> RECORDS FOR THE TASK
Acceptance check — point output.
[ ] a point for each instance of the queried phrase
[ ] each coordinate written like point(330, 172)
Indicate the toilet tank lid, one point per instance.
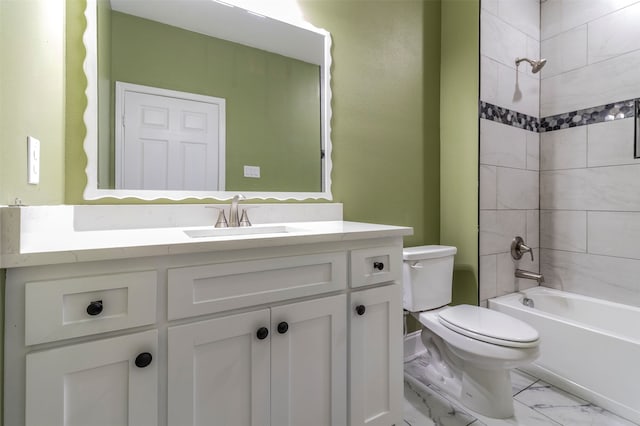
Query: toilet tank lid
point(428, 252)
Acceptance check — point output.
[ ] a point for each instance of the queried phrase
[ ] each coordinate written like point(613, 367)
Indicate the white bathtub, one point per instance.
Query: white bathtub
point(589, 347)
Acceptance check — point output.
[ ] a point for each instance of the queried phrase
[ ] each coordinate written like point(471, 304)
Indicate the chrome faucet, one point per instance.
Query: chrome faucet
point(521, 273)
point(234, 217)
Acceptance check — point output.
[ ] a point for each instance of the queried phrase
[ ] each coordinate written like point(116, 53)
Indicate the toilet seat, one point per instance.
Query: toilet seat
point(489, 326)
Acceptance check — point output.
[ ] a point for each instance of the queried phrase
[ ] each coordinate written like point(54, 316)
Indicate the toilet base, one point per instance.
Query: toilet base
point(487, 392)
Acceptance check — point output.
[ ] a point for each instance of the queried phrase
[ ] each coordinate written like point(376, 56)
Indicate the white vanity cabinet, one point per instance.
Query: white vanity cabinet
point(100, 383)
point(376, 351)
point(279, 366)
point(303, 334)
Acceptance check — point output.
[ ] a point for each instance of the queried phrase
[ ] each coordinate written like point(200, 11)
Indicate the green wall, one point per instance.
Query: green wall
point(389, 163)
point(32, 98)
point(459, 88)
point(385, 132)
point(263, 91)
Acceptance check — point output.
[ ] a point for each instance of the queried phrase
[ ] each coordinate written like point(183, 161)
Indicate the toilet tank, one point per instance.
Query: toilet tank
point(427, 277)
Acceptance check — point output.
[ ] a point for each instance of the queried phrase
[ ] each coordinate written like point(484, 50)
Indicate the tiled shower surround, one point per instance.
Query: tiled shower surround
point(576, 178)
point(509, 143)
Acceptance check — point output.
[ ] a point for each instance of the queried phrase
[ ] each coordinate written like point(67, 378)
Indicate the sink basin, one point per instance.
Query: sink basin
point(227, 232)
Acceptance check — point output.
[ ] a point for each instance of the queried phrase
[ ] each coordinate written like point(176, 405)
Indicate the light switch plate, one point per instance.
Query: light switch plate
point(33, 160)
point(252, 171)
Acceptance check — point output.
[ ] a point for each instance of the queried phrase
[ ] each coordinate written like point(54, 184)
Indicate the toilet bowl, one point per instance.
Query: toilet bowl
point(470, 349)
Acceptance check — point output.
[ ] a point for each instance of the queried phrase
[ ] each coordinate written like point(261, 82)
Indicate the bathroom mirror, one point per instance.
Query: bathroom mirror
point(270, 77)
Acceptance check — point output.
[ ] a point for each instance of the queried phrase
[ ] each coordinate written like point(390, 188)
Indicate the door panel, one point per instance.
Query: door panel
point(169, 140)
point(376, 357)
point(94, 383)
point(308, 373)
point(219, 369)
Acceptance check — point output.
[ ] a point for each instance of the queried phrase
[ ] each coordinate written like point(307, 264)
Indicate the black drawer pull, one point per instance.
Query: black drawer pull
point(262, 333)
point(283, 327)
point(95, 308)
point(143, 360)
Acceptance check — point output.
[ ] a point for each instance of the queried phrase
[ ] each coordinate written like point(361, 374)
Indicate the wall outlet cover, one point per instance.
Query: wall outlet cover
point(33, 160)
point(252, 171)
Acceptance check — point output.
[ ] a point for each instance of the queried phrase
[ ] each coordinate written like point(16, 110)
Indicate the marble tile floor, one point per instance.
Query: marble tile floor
point(535, 403)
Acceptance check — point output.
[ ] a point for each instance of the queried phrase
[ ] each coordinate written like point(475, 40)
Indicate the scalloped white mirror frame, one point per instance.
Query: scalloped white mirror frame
point(92, 192)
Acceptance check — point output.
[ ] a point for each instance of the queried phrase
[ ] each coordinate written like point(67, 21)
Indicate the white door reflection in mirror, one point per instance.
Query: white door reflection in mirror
point(169, 140)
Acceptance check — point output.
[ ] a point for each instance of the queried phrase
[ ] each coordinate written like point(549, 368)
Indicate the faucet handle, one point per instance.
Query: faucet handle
point(221, 222)
point(519, 248)
point(244, 217)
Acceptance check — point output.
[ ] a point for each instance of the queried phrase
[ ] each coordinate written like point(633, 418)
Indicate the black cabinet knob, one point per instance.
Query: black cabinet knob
point(143, 359)
point(262, 333)
point(283, 327)
point(95, 308)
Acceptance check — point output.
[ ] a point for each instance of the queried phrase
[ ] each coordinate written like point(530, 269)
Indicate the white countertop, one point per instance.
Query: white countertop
point(29, 245)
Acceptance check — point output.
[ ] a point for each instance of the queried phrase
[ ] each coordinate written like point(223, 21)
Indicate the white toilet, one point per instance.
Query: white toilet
point(470, 348)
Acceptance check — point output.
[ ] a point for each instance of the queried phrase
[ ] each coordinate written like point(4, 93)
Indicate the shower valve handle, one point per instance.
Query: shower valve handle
point(519, 248)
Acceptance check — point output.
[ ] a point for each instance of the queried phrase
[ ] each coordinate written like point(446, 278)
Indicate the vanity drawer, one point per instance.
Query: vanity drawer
point(375, 265)
point(80, 306)
point(199, 290)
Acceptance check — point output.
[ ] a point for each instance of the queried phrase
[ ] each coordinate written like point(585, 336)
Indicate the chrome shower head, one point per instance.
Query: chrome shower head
point(536, 66)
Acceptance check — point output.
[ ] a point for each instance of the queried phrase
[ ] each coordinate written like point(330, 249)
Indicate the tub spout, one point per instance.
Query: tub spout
point(521, 273)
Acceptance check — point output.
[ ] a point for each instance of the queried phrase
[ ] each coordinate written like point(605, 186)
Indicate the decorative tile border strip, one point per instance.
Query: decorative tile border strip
point(583, 117)
point(506, 116)
point(599, 114)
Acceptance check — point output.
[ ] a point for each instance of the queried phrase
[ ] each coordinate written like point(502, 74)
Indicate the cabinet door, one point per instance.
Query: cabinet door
point(376, 357)
point(309, 362)
point(95, 383)
point(219, 371)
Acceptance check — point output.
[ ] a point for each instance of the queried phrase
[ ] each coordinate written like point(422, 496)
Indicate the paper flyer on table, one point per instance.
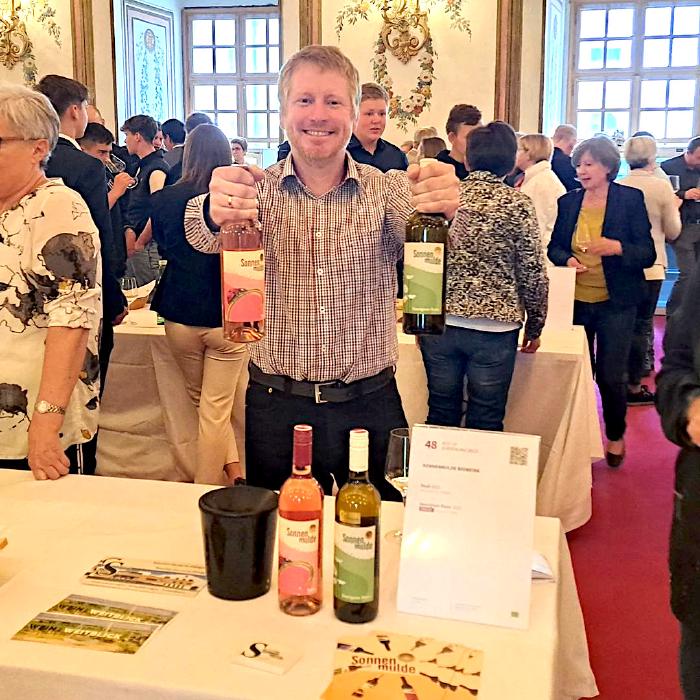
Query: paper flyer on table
point(85, 606)
point(146, 575)
point(86, 633)
point(468, 528)
point(380, 666)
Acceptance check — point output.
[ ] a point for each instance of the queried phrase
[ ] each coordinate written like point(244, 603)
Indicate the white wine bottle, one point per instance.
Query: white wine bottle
point(356, 554)
point(425, 273)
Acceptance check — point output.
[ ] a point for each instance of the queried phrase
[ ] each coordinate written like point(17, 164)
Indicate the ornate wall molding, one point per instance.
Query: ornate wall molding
point(309, 22)
point(83, 44)
point(509, 57)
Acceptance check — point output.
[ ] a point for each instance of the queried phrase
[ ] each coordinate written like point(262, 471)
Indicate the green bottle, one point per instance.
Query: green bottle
point(425, 273)
point(356, 555)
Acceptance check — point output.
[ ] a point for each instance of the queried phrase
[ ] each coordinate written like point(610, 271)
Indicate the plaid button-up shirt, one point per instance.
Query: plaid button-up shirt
point(330, 271)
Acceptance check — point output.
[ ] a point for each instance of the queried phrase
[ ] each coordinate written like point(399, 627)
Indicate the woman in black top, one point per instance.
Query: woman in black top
point(188, 297)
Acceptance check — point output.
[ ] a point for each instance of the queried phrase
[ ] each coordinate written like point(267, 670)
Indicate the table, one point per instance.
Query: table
point(551, 395)
point(148, 425)
point(57, 530)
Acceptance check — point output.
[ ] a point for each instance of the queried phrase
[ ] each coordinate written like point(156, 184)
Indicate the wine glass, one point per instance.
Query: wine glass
point(128, 285)
point(396, 466)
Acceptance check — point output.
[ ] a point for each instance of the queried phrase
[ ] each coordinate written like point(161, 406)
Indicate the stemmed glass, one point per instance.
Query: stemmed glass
point(396, 466)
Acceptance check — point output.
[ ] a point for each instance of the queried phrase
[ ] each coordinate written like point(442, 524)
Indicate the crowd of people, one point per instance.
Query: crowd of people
point(78, 212)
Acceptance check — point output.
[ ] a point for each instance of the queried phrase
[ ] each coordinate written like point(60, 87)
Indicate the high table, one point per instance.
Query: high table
point(148, 426)
point(551, 395)
point(58, 530)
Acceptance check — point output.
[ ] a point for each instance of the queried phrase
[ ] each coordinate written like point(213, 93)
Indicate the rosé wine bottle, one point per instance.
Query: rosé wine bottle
point(300, 532)
point(243, 281)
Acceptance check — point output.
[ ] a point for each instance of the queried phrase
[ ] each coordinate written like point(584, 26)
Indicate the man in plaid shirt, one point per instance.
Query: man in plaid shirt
point(333, 231)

> WRITTEN PROBLEM
Find each line in the items above that contains the word "handle" and copy those lines. Matching is case-sensitive.

> THE RESPONSE
Indicate the faucet handle, one point per instance.
Query: faucet handle
Indicate the shower valve handle, one point per instance.
Query: shower valve handle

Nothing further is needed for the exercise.